(Spatial annotation records)
........
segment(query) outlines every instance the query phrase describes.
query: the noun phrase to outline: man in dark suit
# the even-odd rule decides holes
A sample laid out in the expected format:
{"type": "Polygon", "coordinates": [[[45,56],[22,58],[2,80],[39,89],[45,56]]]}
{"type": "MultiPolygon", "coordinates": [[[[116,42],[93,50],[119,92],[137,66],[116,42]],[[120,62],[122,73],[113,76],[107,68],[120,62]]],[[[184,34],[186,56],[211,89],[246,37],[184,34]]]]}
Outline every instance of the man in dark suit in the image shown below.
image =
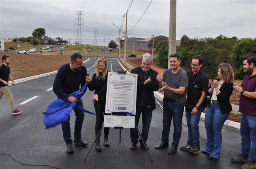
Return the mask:
{"type": "MultiPolygon", "coordinates": [[[[158,73],[151,68],[152,63],[153,57],[149,54],[146,54],[143,55],[141,66],[131,70],[132,73],[138,74],[135,123],[138,126],[140,114],[142,114],[143,128],[141,135],[145,147],[141,139],[140,139],[139,141],[140,143],[140,146],[145,149],[148,149],[148,146],[146,142],[148,135],[152,111],[156,108],[154,91],[157,91],[159,89],[158,81],[156,79],[158,73]],[[140,110],[146,106],[150,107],[145,107],[140,110]]],[[[139,139],[137,128],[131,129],[131,139],[132,145],[130,148],[135,149],[137,148],[139,139]]]]}

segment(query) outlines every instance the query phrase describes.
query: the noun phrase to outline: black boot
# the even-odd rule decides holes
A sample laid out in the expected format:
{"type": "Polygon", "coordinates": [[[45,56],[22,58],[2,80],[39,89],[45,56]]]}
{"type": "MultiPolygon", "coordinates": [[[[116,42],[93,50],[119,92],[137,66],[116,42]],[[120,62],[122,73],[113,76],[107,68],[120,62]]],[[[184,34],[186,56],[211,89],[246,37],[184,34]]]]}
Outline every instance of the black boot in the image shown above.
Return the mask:
{"type": "Polygon", "coordinates": [[[97,138],[96,140],[96,144],[95,144],[95,149],[97,151],[101,151],[101,146],[99,143],[99,138],[97,138]]]}
{"type": "Polygon", "coordinates": [[[109,146],[109,141],[108,141],[108,135],[104,135],[104,146],[109,146]]]}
........
_Task_. From the listing, extract all text exactly as given and drop any picture.

_Solution to the problem_.
segment(query) outlines every instance the query phrase describes.
query: the noun phrase to outline: man in dark suit
# the even-odd rule decides holes
A sample laid out in the expected format:
{"type": "Polygon", "coordinates": [[[45,56],[22,58],[2,80],[39,89],[45,56]]]}
{"type": "MultiPolygon", "coordinates": [[[[116,42],[93,50],[119,92],[137,66],[116,42]],[[120,62],[122,73],[113,76],[107,68],[120,62]]],[[[184,34],[186,56],[211,89],[246,37],[184,34]]]]}
Outline every instance of the man in dark suit in the image shown below.
image =
Return the mask:
{"type": "MultiPolygon", "coordinates": [[[[158,73],[151,68],[152,63],[153,57],[149,54],[146,54],[143,55],[141,66],[131,70],[132,73],[138,74],[135,123],[138,126],[140,114],[142,114],[143,128],[141,135],[145,147],[141,139],[140,139],[139,141],[140,143],[140,146],[145,149],[148,149],[148,146],[146,142],[148,135],[152,111],[156,108],[154,91],[157,91],[159,89],[158,81],[156,79],[158,73]],[[140,110],[146,106],[150,107],[145,107],[140,110]]],[[[139,139],[137,128],[131,129],[131,139],[132,145],[130,148],[135,149],[137,148],[139,139]]]]}

segment(query) outlines every instance the query phrase describes.
query: the noun phrase to outline: black boot
# the even-odd rule decides holes
A sample laid out in the expected format:
{"type": "Polygon", "coordinates": [[[45,56],[22,58],[2,80],[39,89],[45,56]]]}
{"type": "MultiPolygon", "coordinates": [[[[116,42],[93,50],[119,92],[137,66],[116,42]],[[120,62],[122,73],[113,76],[107,68],[120,62]]],[[[184,34],[186,56],[211,89],[246,37],[184,34]]]]}
Outline every instance of the black boot in the image shown above.
Return the mask:
{"type": "Polygon", "coordinates": [[[97,138],[96,140],[96,144],[95,144],[95,149],[97,151],[101,151],[101,146],[99,143],[99,138],[97,138]]]}
{"type": "Polygon", "coordinates": [[[109,146],[109,141],[108,141],[108,135],[104,135],[104,146],[109,146]]]}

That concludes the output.